── THE DATA

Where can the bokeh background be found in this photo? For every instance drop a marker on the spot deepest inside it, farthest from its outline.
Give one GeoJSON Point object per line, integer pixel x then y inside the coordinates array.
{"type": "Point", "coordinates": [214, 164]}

────
── THE DATA

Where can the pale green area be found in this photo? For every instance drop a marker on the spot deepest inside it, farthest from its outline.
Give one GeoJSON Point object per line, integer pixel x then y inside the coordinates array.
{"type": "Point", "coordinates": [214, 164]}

────

▶ GIVEN TASK: Find every line in the data above that contains the string "spot" and copy each one in full.

▶ ANSWER TO THIS EXERCISE:
Where can the bokeh background be found in this photo? For every instance drop a marker on the spot deepest inside it, farthest from its outline.
Where can the pale green area be found in this photo? For every instance drop a marker on the spot deepest inside it, farthest from its outline.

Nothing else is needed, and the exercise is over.